Exercise: Your copy must hold all of the data below, unchanged and without images.

Data shown:
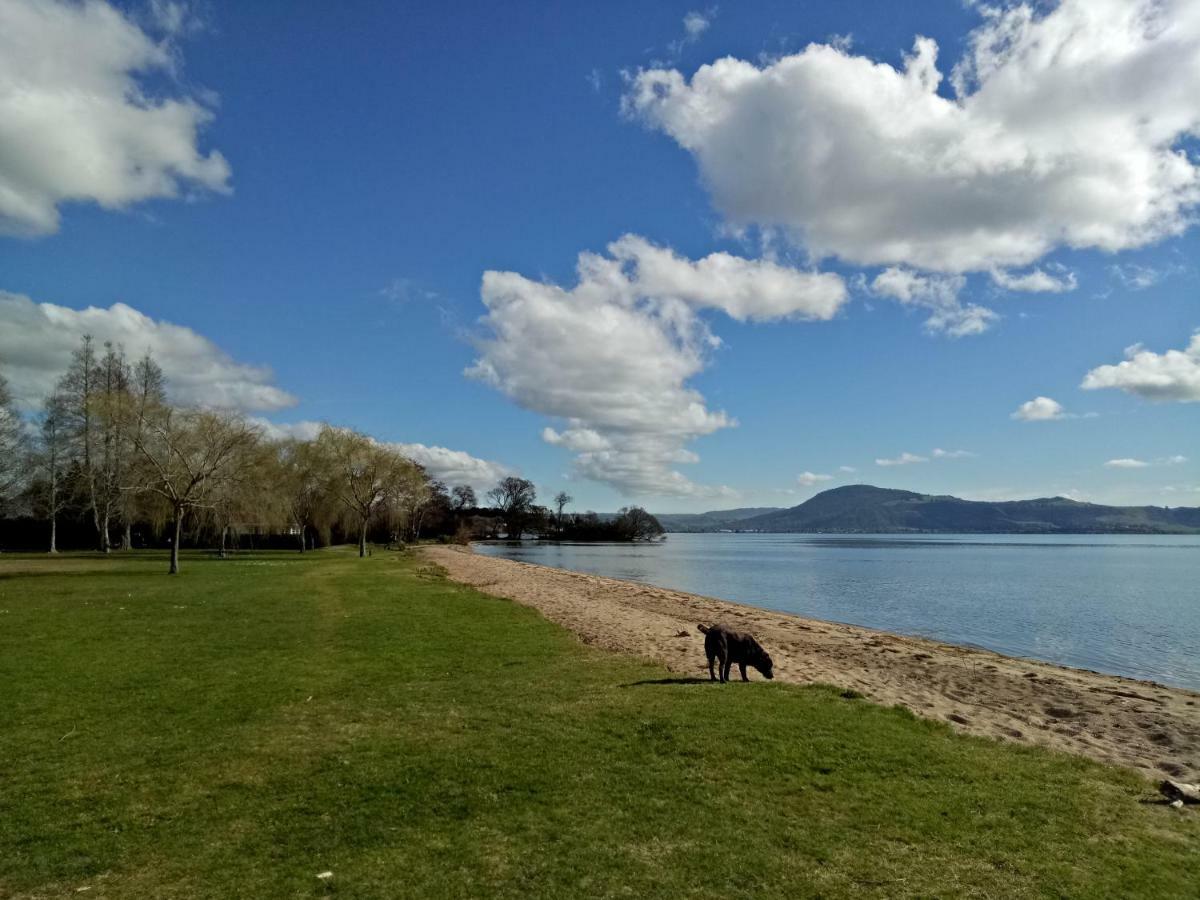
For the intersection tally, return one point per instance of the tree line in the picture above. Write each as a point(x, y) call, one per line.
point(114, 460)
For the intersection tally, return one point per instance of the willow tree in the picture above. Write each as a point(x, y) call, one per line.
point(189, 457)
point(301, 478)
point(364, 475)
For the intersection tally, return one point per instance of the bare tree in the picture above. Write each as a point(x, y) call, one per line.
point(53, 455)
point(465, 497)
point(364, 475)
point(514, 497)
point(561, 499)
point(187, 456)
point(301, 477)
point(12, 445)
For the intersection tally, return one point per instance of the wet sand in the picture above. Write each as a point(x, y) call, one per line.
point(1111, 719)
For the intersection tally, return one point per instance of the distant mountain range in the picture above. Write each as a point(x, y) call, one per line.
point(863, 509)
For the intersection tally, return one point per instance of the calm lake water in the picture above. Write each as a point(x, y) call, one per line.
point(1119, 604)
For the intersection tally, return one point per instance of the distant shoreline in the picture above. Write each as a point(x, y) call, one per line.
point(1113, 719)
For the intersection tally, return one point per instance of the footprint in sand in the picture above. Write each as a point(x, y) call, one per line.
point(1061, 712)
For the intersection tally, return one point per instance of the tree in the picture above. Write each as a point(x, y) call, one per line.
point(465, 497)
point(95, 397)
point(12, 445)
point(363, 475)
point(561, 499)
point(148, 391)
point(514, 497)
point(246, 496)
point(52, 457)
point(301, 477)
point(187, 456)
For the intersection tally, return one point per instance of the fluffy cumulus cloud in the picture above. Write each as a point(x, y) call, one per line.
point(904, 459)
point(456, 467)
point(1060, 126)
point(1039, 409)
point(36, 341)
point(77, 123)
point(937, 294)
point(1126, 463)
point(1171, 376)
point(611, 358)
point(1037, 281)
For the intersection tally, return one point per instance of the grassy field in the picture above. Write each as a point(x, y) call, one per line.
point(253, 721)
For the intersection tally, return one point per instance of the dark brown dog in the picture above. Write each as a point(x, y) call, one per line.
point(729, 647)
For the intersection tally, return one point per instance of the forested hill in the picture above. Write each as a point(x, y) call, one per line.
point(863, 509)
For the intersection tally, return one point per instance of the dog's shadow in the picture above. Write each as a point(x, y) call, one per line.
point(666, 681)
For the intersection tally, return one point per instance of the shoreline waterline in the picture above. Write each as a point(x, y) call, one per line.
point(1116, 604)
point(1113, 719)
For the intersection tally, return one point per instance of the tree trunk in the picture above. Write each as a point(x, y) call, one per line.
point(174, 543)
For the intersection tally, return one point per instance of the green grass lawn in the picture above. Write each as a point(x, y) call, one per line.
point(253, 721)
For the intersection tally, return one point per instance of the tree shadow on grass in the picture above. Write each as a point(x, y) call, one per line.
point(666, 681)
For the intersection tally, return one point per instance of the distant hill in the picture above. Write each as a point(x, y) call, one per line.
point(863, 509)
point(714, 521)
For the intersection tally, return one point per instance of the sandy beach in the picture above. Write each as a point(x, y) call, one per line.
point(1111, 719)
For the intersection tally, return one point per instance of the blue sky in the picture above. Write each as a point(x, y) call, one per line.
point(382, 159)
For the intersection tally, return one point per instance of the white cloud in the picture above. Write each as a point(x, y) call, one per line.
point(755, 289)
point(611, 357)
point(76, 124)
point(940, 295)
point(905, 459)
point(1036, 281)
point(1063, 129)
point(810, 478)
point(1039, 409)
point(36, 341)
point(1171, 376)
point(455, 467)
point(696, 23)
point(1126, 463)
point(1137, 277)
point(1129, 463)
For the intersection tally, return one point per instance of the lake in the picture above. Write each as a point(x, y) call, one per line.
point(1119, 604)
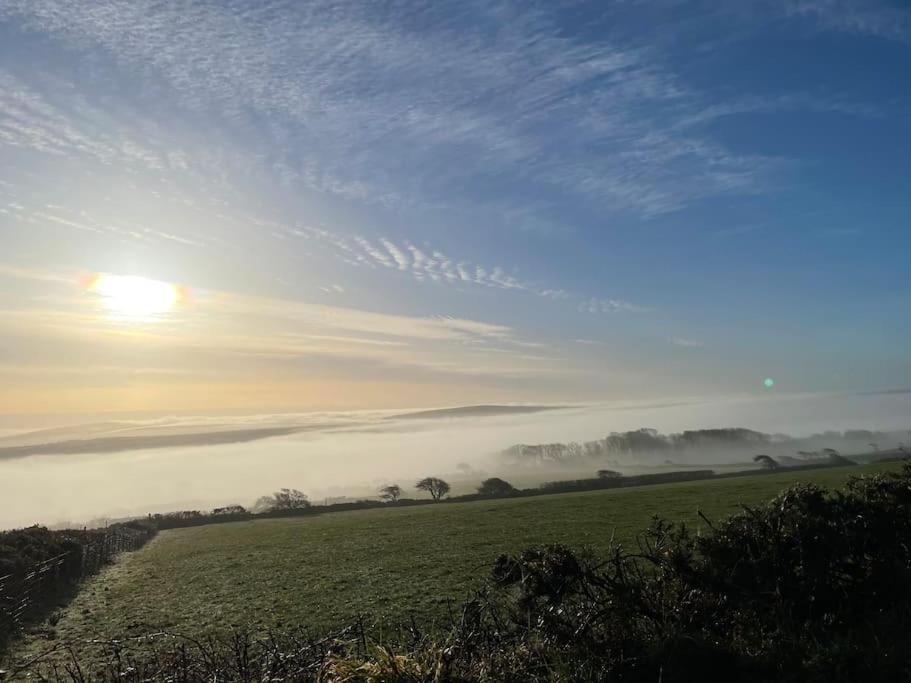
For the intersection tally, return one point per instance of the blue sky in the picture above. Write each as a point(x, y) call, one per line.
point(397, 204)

Answer space:
For the intersection tally, return one point per instance of the tree line in the picture above. Write each as a point(x, y) call, one per line.
point(114, 460)
For the intersection tally, return one point per instance of the willow tree in the picture above. Write each as a point(x, y) call, one per line.
point(189, 457)
point(301, 478)
point(364, 475)
For the intersection tally, return one point per instance of the bare tree in the picture above. Write each as a point(x, y) call, one per line.
point(53, 455)
point(465, 497)
point(364, 475)
point(514, 497)
point(561, 499)
point(187, 456)
point(301, 477)
point(12, 445)
For the intersection tally, return one point per instance of the wet sand in the picture above. Write each as a point(x, y) call, one per line.
point(1111, 719)
For the intersection tally, return one point per instance of the distant mountain range in the picture above. Write each as a point(x, y) call, one per line.
point(863, 509)
For the intersection tally, return one point per instance of the calm lake water in the picture above. Write each as a point(x, y) call, one per line.
point(1119, 604)
For the intersection tally, return one point per instance of the distant shoreline in the picture above. Write each as a point(x, y) call, one per line.
point(1113, 719)
For the intersection tally, return one point per instance of the footprint in sand in the picture above. Write each as a point(x, y) call, one per line.
point(1061, 712)
For the intersection tally, return one point per instance of the tree in the picture above. Write each as a point(x, y) call, one per line.
point(465, 497)
point(95, 397)
point(12, 445)
point(363, 475)
point(561, 499)
point(148, 391)
point(514, 497)
point(246, 496)
point(52, 457)
point(301, 477)
point(187, 456)
For the intersection tally, return one point per instance of the fluffy cumulus cloud in the picture above. Write each as a point(x, y) call, one per line.
point(904, 459)
point(456, 467)
point(1060, 126)
point(1039, 409)
point(36, 341)
point(77, 123)
point(937, 294)
point(1126, 463)
point(1171, 376)
point(611, 358)
point(1037, 281)
For the intersection tally, return one point per instance of the grassy field in the picture above. Write each as a point(x, y) call, one per line.
point(253, 721)
For the intersection tally, return one point per instance of the dark brown dog in the picture above. Write each as a point(x, y) call, one per line.
point(729, 647)
For the intersection tally, return one point per instance of the forested hill in the picture above. Write each as a point(x, y) call, one per line.
point(863, 509)
For the intersection tally, return one point per instance of the dog's shadow in the picture above. Write each as a point(x, y) call, one per line.
point(666, 681)
For the intersection tally, return one point per instance of the shoreline waterline in the picture above. Write each as a point(x, y) call, one per line.
point(1116, 604)
point(1113, 719)
For the intersection tally, return one point per instance of the tree trunk in the picture above. Write each as a point(x, y) call, one per line.
point(174, 543)
For the intersection tally, return one point per instance of the green grass lawn in the picture above. Write each as a point(x, y) call, one per line.
point(253, 721)
For the intersection tally, return one point per instance of the tree shadow on grass in the picture above. Write each as a point(x, y) call, one per line.
point(666, 681)
For the intersection tally, return one point per instance of the distant hill in the picture above. Write each as a point(x, y) call, one per line.
point(863, 509)
point(714, 521)
For the intersection tally, return one point per instance of the sandy beach in the picture above. Write each as a point(x, y) call, one per line.
point(1111, 719)
For the intersection tally, return one point per instance of the blue sky in the picture above. Write each as a point(x, y) call, one per line.
point(382, 159)
For the intersection tally, return one point per instance of the white cloud in the picture above. Write each as a point(x, y) call, one per line.
point(755, 289)
point(611, 357)
point(76, 124)
point(940, 295)
point(905, 459)
point(1036, 281)
point(1063, 129)
point(810, 478)
point(1039, 409)
point(36, 341)
point(1171, 376)
point(455, 467)
point(696, 23)
point(1126, 463)
point(1137, 277)
point(1129, 463)
For the intersection tally, return one point per instance of the lake in the picture above. Write each as a point(x, y) call, one per line.
point(1119, 604)
For the intersection tally, return one point per instance of the blue sky in the picture above. Write each as a point(x, y) call, one per line.
point(397, 204)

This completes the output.